GIVEN TASK A: Count the lines in the entries below that contain the string "shirt". Reply with the number alone.

SUPPLIED PASSAGE:
Begin

More than $1 billion worth of major Auckland civic developments are under threat from the global recession which has sent returns from the regional council's strategic investments into freefall.
Politicians, directors and senior Auckland Regional Council staff held crisis talks on Friday to get to grips with the rapidly deteriorating books of the ARC's business arm, Auckland Regional Holdings.
The meeting broke up in acrimony and will reconvene on Thursday.
Auckland Regional Holdings is struggling to pay a $155 million grant to the parent body this year.
Serious doubts have also been raised over how it will pay $548 million over the next decade to help fund rail electrification, integrated ticketing and development of the Tank Farm.
"There is a lot of ducking for cover going on," one insider told the Herald yesterday.
Auckland Regional Holdings is responsible for $1.2 billion of assets and investments including a 100 per cent stake in Ports of Auckland. Its investment fund last valued at about $276 million, $210 million in cash, and property at the Tank Farm.

End

GIVEN TASK B: From the article above on Auckland Regional Holdings, copy word for word the part that opens with the words containing "The meeting broke" and closes with "of the Tank Farm.".

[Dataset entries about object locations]
Begin

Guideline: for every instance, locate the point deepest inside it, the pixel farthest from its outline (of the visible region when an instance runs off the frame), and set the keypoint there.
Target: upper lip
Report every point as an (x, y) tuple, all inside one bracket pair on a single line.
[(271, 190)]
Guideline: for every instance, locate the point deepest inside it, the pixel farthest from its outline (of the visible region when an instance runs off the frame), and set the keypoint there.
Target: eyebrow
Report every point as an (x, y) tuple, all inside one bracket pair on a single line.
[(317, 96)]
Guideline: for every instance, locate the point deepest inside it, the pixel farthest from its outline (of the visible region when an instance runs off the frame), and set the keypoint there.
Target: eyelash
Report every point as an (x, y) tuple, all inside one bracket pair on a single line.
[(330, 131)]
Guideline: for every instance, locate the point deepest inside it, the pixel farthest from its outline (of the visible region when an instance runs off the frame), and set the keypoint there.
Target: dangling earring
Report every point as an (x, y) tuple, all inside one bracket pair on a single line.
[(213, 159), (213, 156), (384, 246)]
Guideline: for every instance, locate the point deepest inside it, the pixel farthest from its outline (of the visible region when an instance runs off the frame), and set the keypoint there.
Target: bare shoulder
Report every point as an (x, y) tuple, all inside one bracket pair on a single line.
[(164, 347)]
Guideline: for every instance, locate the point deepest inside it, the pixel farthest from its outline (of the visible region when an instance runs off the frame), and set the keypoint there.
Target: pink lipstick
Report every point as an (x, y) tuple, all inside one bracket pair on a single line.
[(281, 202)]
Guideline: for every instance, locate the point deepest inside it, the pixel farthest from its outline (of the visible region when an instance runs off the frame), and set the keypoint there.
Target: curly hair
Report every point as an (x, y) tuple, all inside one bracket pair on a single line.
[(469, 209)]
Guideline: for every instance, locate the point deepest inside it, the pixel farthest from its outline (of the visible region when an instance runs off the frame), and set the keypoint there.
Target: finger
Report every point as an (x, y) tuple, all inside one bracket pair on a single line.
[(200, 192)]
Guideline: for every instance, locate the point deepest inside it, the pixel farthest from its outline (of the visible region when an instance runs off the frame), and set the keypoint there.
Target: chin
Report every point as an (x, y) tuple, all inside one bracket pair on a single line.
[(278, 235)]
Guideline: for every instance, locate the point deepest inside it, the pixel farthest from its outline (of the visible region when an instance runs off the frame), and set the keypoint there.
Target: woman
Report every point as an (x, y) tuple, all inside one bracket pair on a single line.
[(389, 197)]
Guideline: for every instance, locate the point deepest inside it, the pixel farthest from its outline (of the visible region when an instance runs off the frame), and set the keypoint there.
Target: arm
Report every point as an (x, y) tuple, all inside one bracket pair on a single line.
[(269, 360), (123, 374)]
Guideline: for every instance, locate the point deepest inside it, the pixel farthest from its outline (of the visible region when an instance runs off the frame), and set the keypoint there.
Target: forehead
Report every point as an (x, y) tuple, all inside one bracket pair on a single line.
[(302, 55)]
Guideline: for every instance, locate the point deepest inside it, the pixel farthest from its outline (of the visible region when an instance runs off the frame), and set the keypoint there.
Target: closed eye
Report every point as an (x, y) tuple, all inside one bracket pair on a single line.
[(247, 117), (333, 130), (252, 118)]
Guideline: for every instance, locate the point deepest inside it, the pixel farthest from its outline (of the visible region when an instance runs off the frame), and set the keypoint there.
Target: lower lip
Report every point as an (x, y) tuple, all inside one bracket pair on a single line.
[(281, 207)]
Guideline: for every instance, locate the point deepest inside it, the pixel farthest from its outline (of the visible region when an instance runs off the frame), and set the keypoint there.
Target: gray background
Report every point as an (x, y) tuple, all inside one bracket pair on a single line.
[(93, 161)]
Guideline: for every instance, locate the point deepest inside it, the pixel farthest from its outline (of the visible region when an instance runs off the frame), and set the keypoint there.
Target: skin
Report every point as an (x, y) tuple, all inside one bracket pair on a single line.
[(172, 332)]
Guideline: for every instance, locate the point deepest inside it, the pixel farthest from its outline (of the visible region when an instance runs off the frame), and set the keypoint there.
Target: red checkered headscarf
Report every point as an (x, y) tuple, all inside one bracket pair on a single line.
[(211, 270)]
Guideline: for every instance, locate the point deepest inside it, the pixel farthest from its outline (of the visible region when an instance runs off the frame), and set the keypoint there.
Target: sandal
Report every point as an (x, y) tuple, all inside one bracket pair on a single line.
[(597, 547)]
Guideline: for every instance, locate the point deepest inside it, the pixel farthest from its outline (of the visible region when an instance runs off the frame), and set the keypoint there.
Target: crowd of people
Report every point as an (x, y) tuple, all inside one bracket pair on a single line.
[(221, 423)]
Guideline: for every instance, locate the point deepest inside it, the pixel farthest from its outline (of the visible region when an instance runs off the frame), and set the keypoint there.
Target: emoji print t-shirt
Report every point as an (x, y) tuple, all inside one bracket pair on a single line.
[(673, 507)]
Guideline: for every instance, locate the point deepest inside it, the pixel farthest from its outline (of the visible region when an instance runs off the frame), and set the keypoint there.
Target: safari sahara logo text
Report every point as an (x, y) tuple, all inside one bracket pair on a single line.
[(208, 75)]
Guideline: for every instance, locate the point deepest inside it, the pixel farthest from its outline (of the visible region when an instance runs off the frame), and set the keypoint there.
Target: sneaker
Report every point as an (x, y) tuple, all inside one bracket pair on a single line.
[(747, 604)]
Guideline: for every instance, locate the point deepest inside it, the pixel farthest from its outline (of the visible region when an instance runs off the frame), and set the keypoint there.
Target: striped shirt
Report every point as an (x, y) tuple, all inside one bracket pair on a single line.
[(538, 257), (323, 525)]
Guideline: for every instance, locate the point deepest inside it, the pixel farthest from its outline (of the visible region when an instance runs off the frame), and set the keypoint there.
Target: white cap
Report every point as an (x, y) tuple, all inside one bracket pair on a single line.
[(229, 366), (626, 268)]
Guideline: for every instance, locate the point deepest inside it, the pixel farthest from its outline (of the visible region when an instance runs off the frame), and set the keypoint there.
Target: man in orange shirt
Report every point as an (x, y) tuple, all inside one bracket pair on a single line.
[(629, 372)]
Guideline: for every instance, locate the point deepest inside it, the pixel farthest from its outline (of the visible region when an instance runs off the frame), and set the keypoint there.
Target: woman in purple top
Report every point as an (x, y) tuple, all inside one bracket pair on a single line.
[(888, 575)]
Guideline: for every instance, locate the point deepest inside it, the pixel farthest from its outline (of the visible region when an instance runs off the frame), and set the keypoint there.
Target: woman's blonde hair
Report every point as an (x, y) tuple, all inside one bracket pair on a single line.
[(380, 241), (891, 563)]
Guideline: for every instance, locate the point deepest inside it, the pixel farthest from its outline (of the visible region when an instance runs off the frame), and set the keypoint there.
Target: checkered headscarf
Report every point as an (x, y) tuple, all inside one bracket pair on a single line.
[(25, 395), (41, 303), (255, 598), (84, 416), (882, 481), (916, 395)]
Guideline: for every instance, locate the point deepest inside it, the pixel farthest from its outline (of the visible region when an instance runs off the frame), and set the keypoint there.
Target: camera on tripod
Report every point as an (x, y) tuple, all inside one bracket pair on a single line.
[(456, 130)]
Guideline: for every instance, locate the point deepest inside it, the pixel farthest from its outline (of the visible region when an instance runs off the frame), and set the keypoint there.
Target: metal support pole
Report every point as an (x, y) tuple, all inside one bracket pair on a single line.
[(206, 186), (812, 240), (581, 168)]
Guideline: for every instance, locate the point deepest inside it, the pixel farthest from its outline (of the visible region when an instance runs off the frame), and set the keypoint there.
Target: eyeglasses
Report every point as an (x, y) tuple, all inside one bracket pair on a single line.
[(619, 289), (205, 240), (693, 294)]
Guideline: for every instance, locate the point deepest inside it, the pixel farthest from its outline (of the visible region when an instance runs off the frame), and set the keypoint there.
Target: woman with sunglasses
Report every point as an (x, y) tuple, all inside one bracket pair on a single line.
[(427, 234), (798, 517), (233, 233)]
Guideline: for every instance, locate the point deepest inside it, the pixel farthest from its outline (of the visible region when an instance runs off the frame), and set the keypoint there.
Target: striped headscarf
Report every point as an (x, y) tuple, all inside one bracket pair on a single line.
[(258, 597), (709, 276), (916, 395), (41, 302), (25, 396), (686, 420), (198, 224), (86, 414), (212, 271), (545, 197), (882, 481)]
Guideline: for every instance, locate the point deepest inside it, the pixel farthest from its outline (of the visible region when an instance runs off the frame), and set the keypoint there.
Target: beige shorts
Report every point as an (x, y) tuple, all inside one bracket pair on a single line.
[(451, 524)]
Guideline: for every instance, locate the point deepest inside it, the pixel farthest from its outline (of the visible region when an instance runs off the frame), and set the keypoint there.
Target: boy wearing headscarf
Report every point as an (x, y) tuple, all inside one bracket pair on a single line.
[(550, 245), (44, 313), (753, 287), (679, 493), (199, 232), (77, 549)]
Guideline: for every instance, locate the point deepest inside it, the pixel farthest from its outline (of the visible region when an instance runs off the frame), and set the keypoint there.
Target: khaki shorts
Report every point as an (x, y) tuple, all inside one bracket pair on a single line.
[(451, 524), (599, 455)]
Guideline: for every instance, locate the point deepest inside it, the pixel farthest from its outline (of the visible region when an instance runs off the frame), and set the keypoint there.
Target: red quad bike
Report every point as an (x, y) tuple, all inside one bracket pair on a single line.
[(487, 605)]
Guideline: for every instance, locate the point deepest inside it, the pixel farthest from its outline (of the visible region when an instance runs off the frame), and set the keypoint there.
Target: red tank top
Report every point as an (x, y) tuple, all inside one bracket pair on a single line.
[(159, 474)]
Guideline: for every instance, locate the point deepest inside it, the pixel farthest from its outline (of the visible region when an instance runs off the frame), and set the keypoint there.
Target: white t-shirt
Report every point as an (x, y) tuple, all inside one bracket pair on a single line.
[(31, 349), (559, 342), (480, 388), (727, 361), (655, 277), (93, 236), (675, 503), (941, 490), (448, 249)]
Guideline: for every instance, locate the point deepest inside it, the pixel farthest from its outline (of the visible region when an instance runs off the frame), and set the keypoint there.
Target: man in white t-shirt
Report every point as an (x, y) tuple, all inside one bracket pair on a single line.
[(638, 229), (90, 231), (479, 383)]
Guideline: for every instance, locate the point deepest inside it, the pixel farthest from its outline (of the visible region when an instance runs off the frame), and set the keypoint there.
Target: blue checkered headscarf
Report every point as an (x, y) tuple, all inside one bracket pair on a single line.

End

EXERCISE ANSWER A: 5

EXERCISE ANSWER B:
The meeting broke up in acrimony and will reconvene on Thursday.
Auckland Regional Holdings is struggling to pay a $155 million grant to the parent body this year.
Serious doubts have also been raised over how it will pay $548 million over the next decade to help fund rail electrification, integrated ticketing and development of the Tank Farm.